Lay out every line of the records below as a Markdown table with the columns Row and Line. Number each row and leave out blank lines.

---

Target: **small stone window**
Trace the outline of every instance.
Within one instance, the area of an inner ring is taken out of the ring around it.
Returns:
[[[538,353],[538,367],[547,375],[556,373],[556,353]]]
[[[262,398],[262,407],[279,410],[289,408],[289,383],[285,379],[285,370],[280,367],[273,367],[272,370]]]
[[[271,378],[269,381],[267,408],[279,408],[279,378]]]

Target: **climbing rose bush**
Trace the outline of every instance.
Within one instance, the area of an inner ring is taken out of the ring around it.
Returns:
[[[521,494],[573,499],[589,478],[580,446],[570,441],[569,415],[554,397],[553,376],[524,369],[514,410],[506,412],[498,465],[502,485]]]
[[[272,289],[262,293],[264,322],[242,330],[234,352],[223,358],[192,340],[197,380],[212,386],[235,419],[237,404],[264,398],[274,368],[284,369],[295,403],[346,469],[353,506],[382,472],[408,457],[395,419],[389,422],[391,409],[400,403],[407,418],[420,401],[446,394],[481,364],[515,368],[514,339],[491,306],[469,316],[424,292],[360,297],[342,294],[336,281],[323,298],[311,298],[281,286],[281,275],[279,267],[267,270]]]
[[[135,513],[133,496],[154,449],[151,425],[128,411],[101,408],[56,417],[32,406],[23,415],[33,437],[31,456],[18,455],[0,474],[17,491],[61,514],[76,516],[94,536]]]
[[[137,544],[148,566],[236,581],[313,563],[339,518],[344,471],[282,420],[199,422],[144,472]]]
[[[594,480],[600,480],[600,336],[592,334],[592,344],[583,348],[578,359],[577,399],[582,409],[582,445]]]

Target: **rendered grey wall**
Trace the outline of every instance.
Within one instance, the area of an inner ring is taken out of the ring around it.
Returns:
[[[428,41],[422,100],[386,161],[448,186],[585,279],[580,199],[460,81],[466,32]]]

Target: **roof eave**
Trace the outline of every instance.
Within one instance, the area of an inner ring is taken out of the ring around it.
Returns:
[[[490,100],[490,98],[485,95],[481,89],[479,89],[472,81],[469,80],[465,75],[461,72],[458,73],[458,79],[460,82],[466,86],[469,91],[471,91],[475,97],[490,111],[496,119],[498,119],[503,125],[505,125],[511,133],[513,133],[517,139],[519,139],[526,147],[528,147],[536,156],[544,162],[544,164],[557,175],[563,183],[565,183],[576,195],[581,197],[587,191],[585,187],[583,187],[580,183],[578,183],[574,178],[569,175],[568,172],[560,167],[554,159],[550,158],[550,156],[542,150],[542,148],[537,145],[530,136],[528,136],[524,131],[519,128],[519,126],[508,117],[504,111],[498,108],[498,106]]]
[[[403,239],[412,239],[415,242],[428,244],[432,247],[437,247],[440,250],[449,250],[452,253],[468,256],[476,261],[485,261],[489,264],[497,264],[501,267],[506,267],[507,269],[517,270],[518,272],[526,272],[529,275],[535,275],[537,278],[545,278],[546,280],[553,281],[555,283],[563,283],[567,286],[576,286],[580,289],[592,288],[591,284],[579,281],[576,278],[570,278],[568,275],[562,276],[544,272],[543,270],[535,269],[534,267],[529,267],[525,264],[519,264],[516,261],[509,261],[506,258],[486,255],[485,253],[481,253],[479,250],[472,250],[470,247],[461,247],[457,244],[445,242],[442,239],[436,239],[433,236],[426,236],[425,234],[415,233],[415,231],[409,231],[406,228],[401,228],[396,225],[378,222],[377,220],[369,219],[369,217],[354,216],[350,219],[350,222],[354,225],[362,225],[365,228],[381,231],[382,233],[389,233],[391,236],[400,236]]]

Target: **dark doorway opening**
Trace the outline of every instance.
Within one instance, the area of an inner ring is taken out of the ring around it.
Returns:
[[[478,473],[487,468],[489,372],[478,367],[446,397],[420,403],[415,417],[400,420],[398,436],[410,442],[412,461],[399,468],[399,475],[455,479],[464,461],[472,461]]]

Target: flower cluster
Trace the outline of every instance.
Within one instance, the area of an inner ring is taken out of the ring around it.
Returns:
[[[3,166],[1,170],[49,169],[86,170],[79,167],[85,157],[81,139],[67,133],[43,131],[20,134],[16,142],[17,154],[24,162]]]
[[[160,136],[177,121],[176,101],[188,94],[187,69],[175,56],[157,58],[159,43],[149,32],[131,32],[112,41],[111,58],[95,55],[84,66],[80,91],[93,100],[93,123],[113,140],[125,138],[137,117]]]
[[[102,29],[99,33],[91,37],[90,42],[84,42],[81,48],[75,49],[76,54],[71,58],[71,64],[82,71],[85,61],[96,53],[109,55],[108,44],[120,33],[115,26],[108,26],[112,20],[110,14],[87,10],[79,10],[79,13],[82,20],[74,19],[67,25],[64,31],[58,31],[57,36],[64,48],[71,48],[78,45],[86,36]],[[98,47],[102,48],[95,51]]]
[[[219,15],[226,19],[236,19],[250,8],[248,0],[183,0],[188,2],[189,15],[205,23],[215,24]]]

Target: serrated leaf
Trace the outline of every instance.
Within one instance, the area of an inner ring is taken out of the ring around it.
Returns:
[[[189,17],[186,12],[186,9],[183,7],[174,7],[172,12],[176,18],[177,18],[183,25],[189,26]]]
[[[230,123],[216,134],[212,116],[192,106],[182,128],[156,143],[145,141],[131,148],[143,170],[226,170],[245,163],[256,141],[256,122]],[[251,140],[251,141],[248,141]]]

---

> Exercise solution:
| Row | Line |
|---|---|
| 1 | Target: **small stone window** |
| 2 | Trace the outline of every instance. |
| 3 | Within one instance, the area of an inner ring is taken out of the ring around it. |
| 4 | Returns: |
| 5 | [[[538,353],[538,367],[547,375],[556,373],[556,353]]] |
| 6 | [[[262,398],[262,407],[279,410],[289,408],[289,383],[285,379],[285,370],[280,367],[273,367],[272,370]]] |
| 7 | [[[271,378],[269,381],[267,408],[279,408],[279,378]]] |
| 8 | Target: **climbing rose bush** |
| 9 | Trace the outline of every instance. |
| 10 | Within one instance, the area of an inner ring is taken out of the ring around it. |
| 11 | Returns: |
| 12 | [[[521,494],[573,499],[589,478],[580,446],[570,441],[569,415],[554,397],[553,376],[524,369],[514,410],[506,412],[498,465],[502,485]]] |
| 13 | [[[272,289],[262,293],[264,322],[242,330],[234,352],[223,358],[192,340],[197,380],[212,386],[235,419],[237,404],[264,398],[274,368],[284,369],[295,403],[346,469],[353,506],[382,472],[408,457],[395,419],[389,422],[391,409],[400,403],[407,418],[420,401],[446,394],[481,364],[515,368],[514,339],[491,306],[469,316],[424,292],[360,297],[342,294],[336,281],[323,298],[311,298],[281,286],[281,275],[279,267],[267,270]]] |
| 14 | [[[135,513],[133,496],[154,449],[151,425],[128,411],[101,408],[56,417],[32,406],[23,415],[33,437],[31,456],[18,455],[0,474],[17,491],[61,514],[76,516],[94,536]]] |
| 15 | [[[137,544],[148,566],[236,581],[313,563],[339,518],[344,471],[282,420],[199,422],[144,472]]] |
| 16 | [[[594,480],[600,480],[600,336],[592,334],[592,344],[583,348],[578,359],[577,399],[582,409],[582,445]]] |
| 17 | Target: **rendered grey wall** |
| 18 | Trace the outline of every instance. |
| 19 | Within one instance, the area of an inner ring is taken out of the ring around it. |
| 20 | Returns: |
| 21 | [[[428,41],[422,100],[386,161],[448,186],[585,279],[580,199],[460,81],[466,32]]] |
| 22 | Target: **roof eave** |
| 23 | Trace the outline of every instance. |
| 24 | Within one instance, the area of an inner ring is taken out of the ring around it. |
| 25 | Returns: |
| 26 | [[[490,100],[490,98],[485,95],[481,89],[479,89],[472,81],[469,80],[465,75],[461,72],[458,73],[458,79],[460,82],[466,86],[469,91],[471,91],[475,97],[490,111],[496,119],[498,119],[503,125],[505,125],[511,133],[513,133],[517,139],[519,139],[526,147],[528,147],[536,156],[544,162],[544,164],[557,175],[563,183],[565,183],[576,195],[581,197],[587,191],[585,187],[583,187],[580,183],[578,183],[574,178],[569,175],[568,172],[560,167],[554,159],[550,158],[550,156],[542,150],[542,148],[537,145],[530,136],[528,136],[524,131],[519,128],[519,126],[508,117],[504,111],[498,108],[498,106]]] |
| 27 | [[[403,239],[412,239],[415,242],[428,244],[432,247],[437,247],[440,250],[449,250],[452,253],[468,256],[476,261],[485,261],[489,264],[497,264],[501,267],[506,267],[507,269],[517,270],[518,272],[526,272],[529,275],[535,275],[537,278],[545,278],[546,280],[553,281],[555,283],[563,283],[567,286],[576,286],[580,289],[592,288],[591,284],[579,281],[576,278],[570,278],[568,275],[562,276],[544,272],[543,270],[535,269],[534,267],[529,267],[525,264],[519,264],[516,261],[509,261],[506,258],[486,255],[485,253],[481,253],[479,250],[472,250],[470,247],[461,247],[457,244],[445,242],[442,239],[436,239],[433,236],[426,236],[425,234],[415,233],[415,231],[409,231],[406,228],[401,228],[396,225],[378,222],[377,220],[369,219],[369,217],[354,216],[350,219],[350,222],[354,225],[362,225],[365,228],[381,231],[382,233],[389,233],[391,236],[400,236]]] |
| 28 | Target: **dark doorway opening** |
| 29 | Trace the outline of every instance. |
| 30 | Within one instance, the area of an inner ring is taken out of the ring around it. |
| 31 | Returns: |
| 32 | [[[478,473],[487,468],[489,372],[478,367],[446,397],[420,403],[415,417],[400,420],[398,436],[410,442],[412,461],[399,468],[399,475],[455,479],[464,461],[472,461]]] |
| 33 | Target: flower cluster |
| 34 | Trace the outline of every instance. |
| 35 | Within one instance, the area of an inner ring is taken out of the ring around it. |
| 36 | Returns: |
| 37 | [[[3,166],[1,170],[49,169],[86,170],[79,167],[85,157],[81,139],[67,133],[43,131],[20,134],[16,142],[17,154],[24,162]]] |
| 38 | [[[160,136],[177,121],[176,101],[188,94],[187,69],[175,56],[157,58],[159,43],[149,32],[131,32],[112,41],[111,58],[95,55],[84,66],[80,91],[93,100],[93,123],[113,140],[125,138],[137,117]]] |
| 39 | [[[102,29],[99,33],[91,37],[90,42],[84,42],[81,48],[75,49],[76,54],[71,58],[71,64],[82,71],[85,61],[96,53],[109,55],[108,44],[120,33],[115,26],[108,26],[112,20],[110,14],[87,10],[79,10],[79,13],[82,20],[74,19],[67,25],[64,31],[58,31],[57,36],[64,48],[71,48],[78,45],[86,36]],[[98,47],[102,48],[95,51]]] |
| 40 | [[[219,15],[226,19],[236,19],[250,8],[248,0],[183,0],[188,2],[189,15],[205,23],[215,24]]] |
| 41 | Target: serrated leaf |
| 42 | Trace the outline of every instance. |
| 43 | Within one instance, the area of an inner ring is taken out of the ring around it. |
| 44 | Returns: |
| 45 | [[[189,17],[186,12],[186,9],[183,7],[174,7],[172,12],[176,18],[177,18],[183,25],[189,26]]] |
| 46 | [[[230,123],[216,134],[212,116],[192,106],[182,128],[156,143],[145,141],[131,148],[143,170],[226,170],[245,163],[256,141],[256,122]],[[251,140],[251,141],[248,141]]] |